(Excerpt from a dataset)
════
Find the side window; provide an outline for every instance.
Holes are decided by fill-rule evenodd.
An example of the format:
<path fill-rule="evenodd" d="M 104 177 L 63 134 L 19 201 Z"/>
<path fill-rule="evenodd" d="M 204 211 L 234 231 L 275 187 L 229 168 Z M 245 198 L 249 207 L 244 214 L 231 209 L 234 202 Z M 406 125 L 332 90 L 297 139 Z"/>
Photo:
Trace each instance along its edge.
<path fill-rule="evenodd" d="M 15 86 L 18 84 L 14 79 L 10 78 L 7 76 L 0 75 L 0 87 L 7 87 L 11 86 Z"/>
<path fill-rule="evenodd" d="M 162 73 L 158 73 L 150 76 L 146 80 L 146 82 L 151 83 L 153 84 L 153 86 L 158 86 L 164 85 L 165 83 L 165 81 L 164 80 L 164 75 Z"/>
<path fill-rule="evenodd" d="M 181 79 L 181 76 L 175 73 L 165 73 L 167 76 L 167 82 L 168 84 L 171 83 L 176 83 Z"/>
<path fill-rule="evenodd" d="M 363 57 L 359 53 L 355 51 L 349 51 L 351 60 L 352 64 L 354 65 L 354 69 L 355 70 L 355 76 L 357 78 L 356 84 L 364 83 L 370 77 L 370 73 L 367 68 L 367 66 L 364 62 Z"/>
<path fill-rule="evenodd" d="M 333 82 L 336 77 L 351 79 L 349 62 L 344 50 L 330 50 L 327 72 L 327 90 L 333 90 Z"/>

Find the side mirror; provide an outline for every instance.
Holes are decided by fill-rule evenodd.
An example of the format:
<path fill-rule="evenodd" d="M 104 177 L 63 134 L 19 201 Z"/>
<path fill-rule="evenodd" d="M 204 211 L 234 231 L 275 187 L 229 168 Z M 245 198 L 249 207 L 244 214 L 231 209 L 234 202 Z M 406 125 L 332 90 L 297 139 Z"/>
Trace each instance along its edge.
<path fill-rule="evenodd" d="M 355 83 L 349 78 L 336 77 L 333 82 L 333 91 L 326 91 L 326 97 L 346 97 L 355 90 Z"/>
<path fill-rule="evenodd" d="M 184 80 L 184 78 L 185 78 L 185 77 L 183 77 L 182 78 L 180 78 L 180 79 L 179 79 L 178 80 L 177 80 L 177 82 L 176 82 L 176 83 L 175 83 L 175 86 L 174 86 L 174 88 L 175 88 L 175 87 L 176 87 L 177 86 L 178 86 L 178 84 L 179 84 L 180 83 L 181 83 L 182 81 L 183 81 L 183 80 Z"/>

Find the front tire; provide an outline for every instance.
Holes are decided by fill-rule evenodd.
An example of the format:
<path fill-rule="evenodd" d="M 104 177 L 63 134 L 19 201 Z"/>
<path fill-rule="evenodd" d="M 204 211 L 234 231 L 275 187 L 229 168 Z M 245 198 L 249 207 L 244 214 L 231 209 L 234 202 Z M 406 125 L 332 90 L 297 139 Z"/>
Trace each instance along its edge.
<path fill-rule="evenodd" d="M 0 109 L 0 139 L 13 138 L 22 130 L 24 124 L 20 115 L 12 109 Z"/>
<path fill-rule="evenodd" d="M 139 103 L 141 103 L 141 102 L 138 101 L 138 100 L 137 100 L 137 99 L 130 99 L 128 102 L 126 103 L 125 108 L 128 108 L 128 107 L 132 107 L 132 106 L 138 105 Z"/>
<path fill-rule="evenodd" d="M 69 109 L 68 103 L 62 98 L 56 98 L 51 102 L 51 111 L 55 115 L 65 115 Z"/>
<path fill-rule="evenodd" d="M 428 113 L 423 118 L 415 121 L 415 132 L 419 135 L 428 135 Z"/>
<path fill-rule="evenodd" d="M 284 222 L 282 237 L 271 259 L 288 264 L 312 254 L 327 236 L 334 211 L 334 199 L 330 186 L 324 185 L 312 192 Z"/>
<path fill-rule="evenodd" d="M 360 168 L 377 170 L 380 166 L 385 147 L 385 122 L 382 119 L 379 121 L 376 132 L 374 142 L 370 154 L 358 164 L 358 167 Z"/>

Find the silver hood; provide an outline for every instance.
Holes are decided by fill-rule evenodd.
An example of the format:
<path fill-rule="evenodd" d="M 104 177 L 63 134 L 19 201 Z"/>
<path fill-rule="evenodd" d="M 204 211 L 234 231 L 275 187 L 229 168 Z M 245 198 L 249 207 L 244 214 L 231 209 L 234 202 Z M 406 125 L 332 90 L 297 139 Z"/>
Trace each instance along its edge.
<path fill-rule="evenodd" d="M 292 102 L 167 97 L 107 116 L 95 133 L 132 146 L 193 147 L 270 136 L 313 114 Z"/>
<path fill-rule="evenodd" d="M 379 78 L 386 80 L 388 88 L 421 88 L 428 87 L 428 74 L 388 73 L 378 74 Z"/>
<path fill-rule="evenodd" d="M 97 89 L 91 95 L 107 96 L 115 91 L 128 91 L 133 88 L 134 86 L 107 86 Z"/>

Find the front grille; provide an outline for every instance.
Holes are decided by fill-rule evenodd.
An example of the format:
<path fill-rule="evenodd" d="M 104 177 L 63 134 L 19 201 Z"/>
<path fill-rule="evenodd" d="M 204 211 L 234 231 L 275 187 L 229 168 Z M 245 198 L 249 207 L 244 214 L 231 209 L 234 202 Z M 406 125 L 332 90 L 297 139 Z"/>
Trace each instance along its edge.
════
[TASK BRIEF]: Output an exact copy of each record.

[OUTPUT BELOW]:
Find the side window; provide an outline for every instance.
Holes are decided by fill-rule evenodd.
An example of the format:
<path fill-rule="evenodd" d="M 104 177 L 63 134 L 19 201 Z"/>
<path fill-rule="evenodd" d="M 204 211 L 234 231 L 275 187 L 229 168 Z M 245 198 L 249 207 L 244 214 L 231 209 L 234 202 Z M 406 125 L 332 90 L 297 139 Z"/>
Photo:
Trace each instance along its edge.
<path fill-rule="evenodd" d="M 15 86 L 18 84 L 14 79 L 10 78 L 7 76 L 0 75 L 0 87 L 7 87 L 11 86 Z"/>
<path fill-rule="evenodd" d="M 162 73 L 158 73 L 150 76 L 146 80 L 146 82 L 151 83 L 153 84 L 153 86 L 158 86 L 164 85 L 165 83 L 165 81 L 164 80 L 164 75 Z"/>
<path fill-rule="evenodd" d="M 181 79 L 181 76 L 175 73 L 165 73 L 167 76 L 167 82 L 168 84 L 171 83 L 176 83 Z"/>
<path fill-rule="evenodd" d="M 363 57 L 359 53 L 355 51 L 349 51 L 351 60 L 352 64 L 354 65 L 354 69 L 355 70 L 355 76 L 357 78 L 356 84 L 364 83 L 370 77 L 370 73 L 367 68 L 367 66 L 364 62 Z"/>
<path fill-rule="evenodd" d="M 333 82 L 336 77 L 351 79 L 349 62 L 344 50 L 330 50 L 327 72 L 327 90 L 333 90 Z"/>

Find the side mirror; provide an outline for every instance.
Holes are decided by fill-rule evenodd.
An example of the format:
<path fill-rule="evenodd" d="M 104 177 L 63 134 L 19 201 Z"/>
<path fill-rule="evenodd" d="M 204 211 L 234 231 L 275 187 L 229 168 Z M 245 198 L 249 207 L 244 214 L 231 209 L 234 202 Z M 406 125 L 332 90 L 297 139 Z"/>
Trace each instance along its edge.
<path fill-rule="evenodd" d="M 355 83 L 349 78 L 336 77 L 333 82 L 333 91 L 326 91 L 326 97 L 346 97 L 355 90 Z"/>
<path fill-rule="evenodd" d="M 184 80 L 184 78 L 185 78 L 185 77 L 183 77 L 182 78 L 180 78 L 180 79 L 179 79 L 178 80 L 177 80 L 177 82 L 176 82 L 176 83 L 175 83 L 175 86 L 174 86 L 174 88 L 175 88 L 175 87 L 176 87 L 177 86 L 178 86 L 178 84 L 179 84 L 180 83 L 181 83 L 182 81 L 183 81 L 183 80 Z"/>

Find the front tire; provide an outline for every instance.
Holes are decided by fill-rule evenodd.
An example of the format:
<path fill-rule="evenodd" d="M 104 177 L 63 134 L 19 201 Z"/>
<path fill-rule="evenodd" d="M 204 211 L 234 231 L 275 187 L 229 168 Z M 245 198 L 249 207 L 244 214 L 231 209 L 234 202 Z M 406 125 L 332 90 L 297 139 Z"/>
Trace each instance along its edge.
<path fill-rule="evenodd" d="M 0 109 L 0 139 L 13 138 L 22 130 L 24 124 L 20 115 L 12 109 Z"/>
<path fill-rule="evenodd" d="M 139 103 L 141 103 L 141 102 L 138 101 L 138 100 L 137 100 L 137 99 L 130 99 L 128 102 L 126 103 L 125 108 L 128 108 L 128 107 L 132 107 L 132 106 L 138 105 Z"/>
<path fill-rule="evenodd" d="M 69 109 L 68 103 L 62 98 L 56 98 L 51 102 L 51 111 L 55 115 L 65 115 Z"/>
<path fill-rule="evenodd" d="M 428 113 L 423 118 L 415 121 L 415 132 L 419 135 L 428 135 Z"/>
<path fill-rule="evenodd" d="M 284 222 L 282 237 L 271 259 L 288 264 L 312 254 L 327 236 L 334 211 L 334 199 L 330 186 L 324 185 L 312 192 Z"/>
<path fill-rule="evenodd" d="M 360 168 L 377 170 L 380 166 L 385 147 L 385 122 L 382 119 L 379 121 L 376 132 L 374 142 L 370 154 L 358 164 L 358 167 Z"/>

Find the silver hood; provide an outline for every instance.
Holes are decided by fill-rule evenodd.
An example of the format:
<path fill-rule="evenodd" d="M 104 177 L 63 134 L 19 201 Z"/>
<path fill-rule="evenodd" d="M 204 211 L 234 231 L 275 187 L 229 168 Z M 245 198 L 249 207 L 244 214 L 231 209 L 234 202 Z M 406 125 L 332 90 L 297 139 Z"/>
Trace each instance along its edge.
<path fill-rule="evenodd" d="M 292 102 L 167 97 L 107 116 L 95 133 L 132 146 L 193 147 L 270 136 L 313 114 Z"/>
<path fill-rule="evenodd" d="M 379 78 L 386 80 L 388 88 L 421 88 L 428 87 L 428 74 L 388 73 L 378 74 Z"/>
<path fill-rule="evenodd" d="M 97 89 L 91 95 L 107 96 L 115 91 L 128 91 L 133 88 L 134 86 L 107 86 Z"/>

Find the front grille; provide an outline for every instance.
Holes are decided by fill-rule evenodd.
An example of the format:
<path fill-rule="evenodd" d="M 104 177 L 63 134 L 19 201 Z"/>
<path fill-rule="evenodd" d="M 204 211 L 234 231 L 275 187 L 229 168 Z M 245 198 L 249 207 L 244 214 L 231 209 L 234 202 Z M 406 125 L 332 90 L 297 139 Z"/>
Trace each instance along its edge.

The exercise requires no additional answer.